▸ **Directions for this task**
Begin with the line containing "Pick out every instance of the antenna" and copy each line exactly through the last line of the entries, inclusive.

▸ **Pointing dataset excerpts**
--- --- ---
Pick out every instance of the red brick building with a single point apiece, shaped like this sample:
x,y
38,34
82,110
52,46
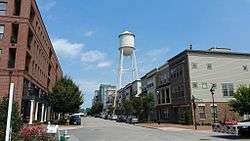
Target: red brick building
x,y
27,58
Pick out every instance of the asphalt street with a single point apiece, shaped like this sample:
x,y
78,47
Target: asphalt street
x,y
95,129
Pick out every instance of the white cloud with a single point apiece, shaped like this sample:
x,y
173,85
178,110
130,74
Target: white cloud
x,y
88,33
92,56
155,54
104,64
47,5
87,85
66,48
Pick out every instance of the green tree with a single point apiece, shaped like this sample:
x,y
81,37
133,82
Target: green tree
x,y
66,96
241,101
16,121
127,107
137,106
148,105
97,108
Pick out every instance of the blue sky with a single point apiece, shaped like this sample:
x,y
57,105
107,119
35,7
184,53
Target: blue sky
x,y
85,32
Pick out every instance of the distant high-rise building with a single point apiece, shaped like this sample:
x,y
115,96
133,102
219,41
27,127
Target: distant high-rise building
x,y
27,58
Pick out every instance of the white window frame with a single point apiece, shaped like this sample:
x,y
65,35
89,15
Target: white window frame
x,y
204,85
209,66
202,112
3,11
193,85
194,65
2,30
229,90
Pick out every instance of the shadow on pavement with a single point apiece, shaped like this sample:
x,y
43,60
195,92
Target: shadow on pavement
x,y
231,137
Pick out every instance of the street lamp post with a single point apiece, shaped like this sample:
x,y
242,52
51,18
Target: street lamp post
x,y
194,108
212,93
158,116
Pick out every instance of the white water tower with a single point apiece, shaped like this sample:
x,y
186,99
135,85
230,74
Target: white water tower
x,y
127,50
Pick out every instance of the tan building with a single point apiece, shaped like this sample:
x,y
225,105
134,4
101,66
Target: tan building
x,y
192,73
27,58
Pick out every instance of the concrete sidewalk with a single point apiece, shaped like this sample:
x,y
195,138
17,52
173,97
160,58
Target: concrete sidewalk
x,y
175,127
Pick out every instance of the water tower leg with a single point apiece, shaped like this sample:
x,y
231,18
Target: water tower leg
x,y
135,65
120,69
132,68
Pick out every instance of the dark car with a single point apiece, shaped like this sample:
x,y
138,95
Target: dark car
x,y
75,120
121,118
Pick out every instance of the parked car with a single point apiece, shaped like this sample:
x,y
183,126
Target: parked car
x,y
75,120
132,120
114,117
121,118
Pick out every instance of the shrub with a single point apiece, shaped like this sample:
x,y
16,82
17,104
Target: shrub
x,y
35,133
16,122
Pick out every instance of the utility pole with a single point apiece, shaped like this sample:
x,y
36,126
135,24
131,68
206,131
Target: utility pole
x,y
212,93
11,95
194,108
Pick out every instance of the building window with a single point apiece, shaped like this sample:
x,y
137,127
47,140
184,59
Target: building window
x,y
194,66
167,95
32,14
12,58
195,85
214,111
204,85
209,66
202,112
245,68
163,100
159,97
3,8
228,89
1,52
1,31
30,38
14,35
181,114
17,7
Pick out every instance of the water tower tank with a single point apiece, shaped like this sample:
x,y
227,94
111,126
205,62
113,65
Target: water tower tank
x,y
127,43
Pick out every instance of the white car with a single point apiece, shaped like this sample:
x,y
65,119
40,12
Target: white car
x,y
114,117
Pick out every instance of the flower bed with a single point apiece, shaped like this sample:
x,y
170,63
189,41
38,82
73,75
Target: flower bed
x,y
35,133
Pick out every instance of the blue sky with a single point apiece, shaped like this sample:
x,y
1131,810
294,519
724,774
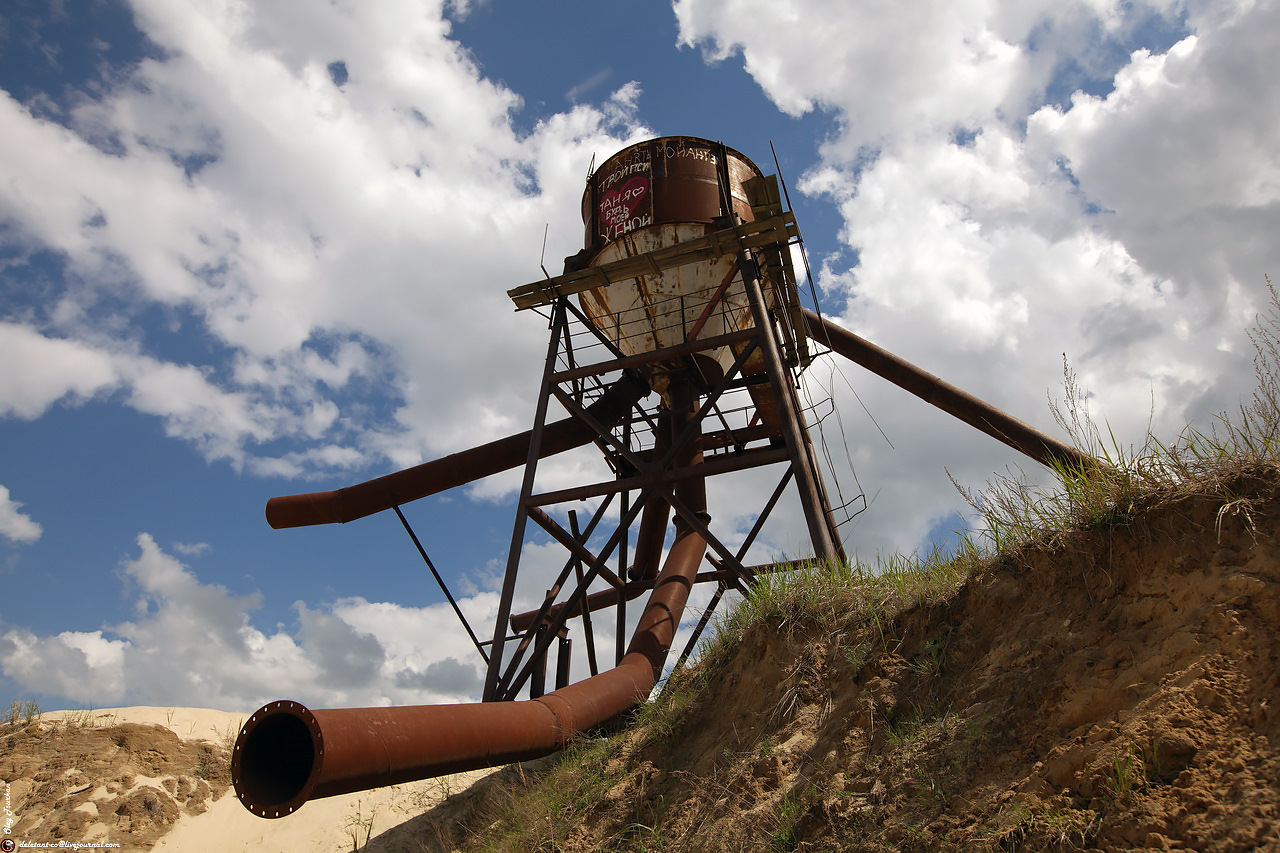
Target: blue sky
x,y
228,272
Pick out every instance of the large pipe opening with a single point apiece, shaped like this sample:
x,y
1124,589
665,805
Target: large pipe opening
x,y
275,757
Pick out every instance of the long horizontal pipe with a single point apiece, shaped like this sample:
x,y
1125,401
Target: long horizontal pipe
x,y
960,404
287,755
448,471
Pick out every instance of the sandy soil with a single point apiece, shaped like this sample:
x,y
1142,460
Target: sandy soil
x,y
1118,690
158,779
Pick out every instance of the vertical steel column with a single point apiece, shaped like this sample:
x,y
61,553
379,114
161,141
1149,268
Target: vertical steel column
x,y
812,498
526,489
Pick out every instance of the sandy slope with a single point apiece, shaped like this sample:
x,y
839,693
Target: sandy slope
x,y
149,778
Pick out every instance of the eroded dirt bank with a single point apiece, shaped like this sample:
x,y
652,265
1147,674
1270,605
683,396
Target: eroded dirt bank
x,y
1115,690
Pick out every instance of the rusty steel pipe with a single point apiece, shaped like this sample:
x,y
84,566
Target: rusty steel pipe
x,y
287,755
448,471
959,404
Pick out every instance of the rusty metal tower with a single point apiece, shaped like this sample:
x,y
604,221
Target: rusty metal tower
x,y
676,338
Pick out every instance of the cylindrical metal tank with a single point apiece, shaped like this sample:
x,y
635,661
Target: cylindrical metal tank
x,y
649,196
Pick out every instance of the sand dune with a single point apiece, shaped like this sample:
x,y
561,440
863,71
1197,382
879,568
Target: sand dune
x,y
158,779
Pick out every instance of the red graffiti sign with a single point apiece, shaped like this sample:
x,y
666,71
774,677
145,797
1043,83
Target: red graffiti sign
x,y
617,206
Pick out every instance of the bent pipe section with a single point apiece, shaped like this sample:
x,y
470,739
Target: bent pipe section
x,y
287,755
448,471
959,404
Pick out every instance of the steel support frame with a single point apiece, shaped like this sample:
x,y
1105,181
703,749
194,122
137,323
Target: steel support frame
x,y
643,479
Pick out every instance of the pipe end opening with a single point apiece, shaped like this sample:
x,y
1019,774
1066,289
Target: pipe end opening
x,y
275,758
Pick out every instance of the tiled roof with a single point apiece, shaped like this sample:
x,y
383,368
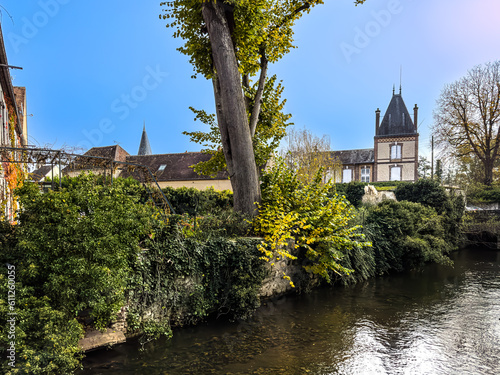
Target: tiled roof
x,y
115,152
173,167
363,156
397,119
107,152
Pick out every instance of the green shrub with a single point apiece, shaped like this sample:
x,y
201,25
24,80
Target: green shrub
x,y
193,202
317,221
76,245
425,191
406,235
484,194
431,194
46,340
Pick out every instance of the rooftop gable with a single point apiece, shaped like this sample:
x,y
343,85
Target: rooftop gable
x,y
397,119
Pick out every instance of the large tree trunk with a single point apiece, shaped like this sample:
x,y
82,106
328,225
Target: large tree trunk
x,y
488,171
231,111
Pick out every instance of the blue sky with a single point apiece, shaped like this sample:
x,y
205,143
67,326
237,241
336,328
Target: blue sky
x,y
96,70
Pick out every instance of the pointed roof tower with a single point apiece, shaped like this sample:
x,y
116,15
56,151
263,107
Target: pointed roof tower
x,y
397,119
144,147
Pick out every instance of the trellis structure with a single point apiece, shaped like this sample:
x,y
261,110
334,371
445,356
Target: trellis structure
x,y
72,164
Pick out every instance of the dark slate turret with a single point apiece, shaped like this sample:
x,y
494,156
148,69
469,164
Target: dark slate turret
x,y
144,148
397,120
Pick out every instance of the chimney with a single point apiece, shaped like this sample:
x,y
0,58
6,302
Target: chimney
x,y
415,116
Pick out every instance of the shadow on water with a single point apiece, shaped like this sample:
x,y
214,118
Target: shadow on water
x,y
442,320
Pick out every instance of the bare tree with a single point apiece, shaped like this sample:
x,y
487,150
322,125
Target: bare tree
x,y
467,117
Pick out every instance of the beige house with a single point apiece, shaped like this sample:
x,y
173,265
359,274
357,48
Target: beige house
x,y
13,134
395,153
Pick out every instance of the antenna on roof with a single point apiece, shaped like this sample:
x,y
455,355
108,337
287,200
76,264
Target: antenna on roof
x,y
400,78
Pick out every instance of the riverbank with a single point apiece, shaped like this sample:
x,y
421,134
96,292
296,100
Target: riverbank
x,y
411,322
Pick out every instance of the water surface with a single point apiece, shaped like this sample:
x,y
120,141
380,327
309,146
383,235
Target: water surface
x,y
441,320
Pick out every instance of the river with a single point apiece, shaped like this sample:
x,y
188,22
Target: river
--- --- ---
▸ **Task response**
Pick out every instance of the antenna on roof with a single point apiece, shaped like this sample:
x,y
455,355
108,337
287,200
76,264
Target: antenna on roof
x,y
400,78
Pick out every instance of the riverbank with a single point apiece, shaped like this sample:
x,y
421,134
96,292
296,100
Target: riverbank
x,y
411,322
Pick out every instance of the water surface with a single point apiece, shaped like this sample:
x,y
120,141
380,327
309,146
383,235
Target: water surface
x,y
441,320
Pick out every instance of the river with a single point apiece, shaped like this sample:
x,y
188,22
Target: river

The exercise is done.